Exercise passage Block Start

What Is GPT-3 and Why Is It Talking to Us?
Description: A rendering of some NVIDIA Graphics Processing Units (GPUs). Chips like these are used to quickly train large neural networks. Photo Credit: Nana Dua.
Silicon Valley is buzzing because of GPT-3, which is the newest piece of research from the Elon Musk-backed research institute OpenAI.
GPT-3 is the largest and latest in a long line of machine learning models that generate language. Internally, it works much like your phone keyboard's autocorrect--predicting the next words after a sequence of past words.
But unlike your phone's autocorrect, GPT-3 can spill out fully-coherent passages of text that seemingly have never been written before. The technology behind GPT-3 powers many advances in natural language processing--everything from language translation to document summarization.
Can GPT-3 Really Write Anything?
Well, people have been trying a lot of different things.
Gwern Branwen used GPT-3 to generate creative fiction. He also wrote a technical overview of GPT-3.
Kevin Lacker attempted to perform a variant of the Turing Test to GPT-3--asking questions designed to reveal whether the counterpart is human or a machine.
Andrew Mayne performed various experiments with GPT-3, including around its ability to summarize text.
The entrepreneur Arthur Breitman also tried to give another Turing Test. Then, Eliezer Yudkowsky--a researcher known for his theories around artificial intelligence--saw the results and remarked that GPT-3 might be "hiding" the full extent of its intelligence.
So I don't want to sound alarms prematurely, here, but we could possibly be looking at the first case of an AI pretending to be stupider than it is. In this example, GPT-3 apparently fails to learn/understand how to detect balanced sets of parentheses. (1/10.) https://t.co/cmO1xJuyAQ pic.twitter.com/jqAefa9OXW
— Eliezer Yudkowsky (@ESYudkowsky) July 20, 2020
McKay Wrigley built an app that asks GPT-3 to deliver responses in the style of a specific person--like, say, Albert Einstein. Here is a screenshot of me asking McKay's app about how to write a hit song.
Oh my god. This is better than I thought it would be.
— James Mishra (@rishmishra) July 17, 2020
I asked @mckaywrigley's GPT-3 app https://t.co/Lfpk8jPHvj about how to make a hit song. pic.twitter.com/LS7qIQ31qp
Jordan Singer used GPT-3 to create a plugin for Figma--an online visual design tool--that can design seemingly anything you describe. Jonathan Lee discusses Jordan's tool in greater depth.
This changes everything. 🤯
— Jordan Singer (@jsngr) July 18, 2020
With GPT-3, I built a Figma plugin to design for you.
I call it "Designer" pic.twitter.com/OzW1sKNLEC
Sharif Shameem developed a GPT-3 powered layout generator for web applications.
This is mind blowing.
— Sharif Shameem (@sharifshameem) July 13, 2020
With GPT-3, I built a layout generator where you just describe any layout you want, and it generates the JSX code for you.
W H A T pic.twitter.com/w8JkrZO4lk
OpenAI employee Amanda Askell demonstrated the ability for the ability of GPT-3 to write music.

Exercise passage Block End

Task 1:
In the GPT-3 article, rewrite the passage starting with "Kevin Lacker attempted" and going on through "of its intelligence.", changing "Turing Test" to "imitation game".
Task 2:
According to the GPT-3 article, what does Sharif Shameem's layout generator produce from a described layout?
Task 3:
Decide whether each statement agrees with the GPT-3 article, answering yes or no and quoting the deciding words.
(a) GPT-3 is research from the institute OpenAI.
(b) Jordan Singer used GPT-3 to build a plugin for Figma.
(c) Eliezer Yudkowsky's quoted tweet is dated July 17, 2020.

Dataset entries Block Start

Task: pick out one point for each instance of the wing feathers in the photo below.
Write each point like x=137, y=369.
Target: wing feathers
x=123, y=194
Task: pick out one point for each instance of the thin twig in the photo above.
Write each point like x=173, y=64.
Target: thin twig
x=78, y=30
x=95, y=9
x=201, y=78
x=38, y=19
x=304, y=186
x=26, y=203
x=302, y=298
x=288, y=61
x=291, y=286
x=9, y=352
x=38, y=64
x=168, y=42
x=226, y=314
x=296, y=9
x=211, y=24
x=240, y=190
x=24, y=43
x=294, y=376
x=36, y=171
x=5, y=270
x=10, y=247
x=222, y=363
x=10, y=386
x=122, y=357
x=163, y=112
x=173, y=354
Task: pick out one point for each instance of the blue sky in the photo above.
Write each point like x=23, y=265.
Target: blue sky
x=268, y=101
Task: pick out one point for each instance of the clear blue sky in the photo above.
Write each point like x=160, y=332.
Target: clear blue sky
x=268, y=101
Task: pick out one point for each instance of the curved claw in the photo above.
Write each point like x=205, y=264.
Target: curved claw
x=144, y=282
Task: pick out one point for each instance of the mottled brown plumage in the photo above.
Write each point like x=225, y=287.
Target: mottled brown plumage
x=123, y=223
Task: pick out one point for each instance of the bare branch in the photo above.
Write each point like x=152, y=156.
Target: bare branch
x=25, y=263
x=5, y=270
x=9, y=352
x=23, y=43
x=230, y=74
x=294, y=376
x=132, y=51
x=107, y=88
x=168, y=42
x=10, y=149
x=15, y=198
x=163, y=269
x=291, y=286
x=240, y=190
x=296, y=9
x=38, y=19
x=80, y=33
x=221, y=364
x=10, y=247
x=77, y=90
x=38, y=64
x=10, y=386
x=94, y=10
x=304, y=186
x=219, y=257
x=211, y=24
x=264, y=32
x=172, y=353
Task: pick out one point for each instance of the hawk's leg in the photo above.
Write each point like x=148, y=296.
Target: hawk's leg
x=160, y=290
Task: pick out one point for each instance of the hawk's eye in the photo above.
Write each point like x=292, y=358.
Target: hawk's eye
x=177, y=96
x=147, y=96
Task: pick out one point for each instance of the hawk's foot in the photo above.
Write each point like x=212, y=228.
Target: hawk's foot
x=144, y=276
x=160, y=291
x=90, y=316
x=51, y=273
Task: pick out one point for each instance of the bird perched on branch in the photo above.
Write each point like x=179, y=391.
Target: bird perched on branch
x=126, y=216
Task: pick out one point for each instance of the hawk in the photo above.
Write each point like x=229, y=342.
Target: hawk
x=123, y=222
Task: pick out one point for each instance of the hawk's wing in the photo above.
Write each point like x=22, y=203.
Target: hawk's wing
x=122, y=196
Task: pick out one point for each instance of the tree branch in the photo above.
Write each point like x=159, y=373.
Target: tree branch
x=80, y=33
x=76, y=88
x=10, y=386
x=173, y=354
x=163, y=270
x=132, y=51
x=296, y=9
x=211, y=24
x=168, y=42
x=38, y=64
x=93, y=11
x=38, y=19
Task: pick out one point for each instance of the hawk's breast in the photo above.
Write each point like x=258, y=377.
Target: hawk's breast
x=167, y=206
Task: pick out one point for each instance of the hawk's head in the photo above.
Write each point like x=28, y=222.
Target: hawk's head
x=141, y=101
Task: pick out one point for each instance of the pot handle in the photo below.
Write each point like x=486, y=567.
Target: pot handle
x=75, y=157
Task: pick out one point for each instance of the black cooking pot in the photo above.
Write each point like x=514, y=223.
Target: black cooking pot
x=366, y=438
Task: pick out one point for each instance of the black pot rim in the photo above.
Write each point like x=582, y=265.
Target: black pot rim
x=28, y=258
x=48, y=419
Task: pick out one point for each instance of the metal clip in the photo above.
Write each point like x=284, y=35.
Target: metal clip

Dataset entries Block End

Answer area 1:
Kevin Lacker attempted to perform a variant of the imitation game to GPT-3--asking questions designed to reveal whether the counterpart is human or a machine.
Andrew Mayne performed various experiments with GPT-3, including around its ability to summarize text.
The entrepreneur Arthur Breitman also tried to give another imitation game. Then, Eliezer Yudkowsky--a researcher known for his theories around artificial intelligence--saw the results and remarked that GPT-3 might be "hiding" the full extent of its intelligence.

Answer area 2:
It generates the JSX code for the layout.

Answer area 3:
(a) Yes: "GPT-3, which is the newest piece of research from the Elon Musk-backed research institute OpenAI"
(b) Yes: "Jordan Singer used GPT-3 to create a plugin for Figma"
(c) No: "— Eliezer Yudkowsky (@ESYudkowsky) July 20, 2020"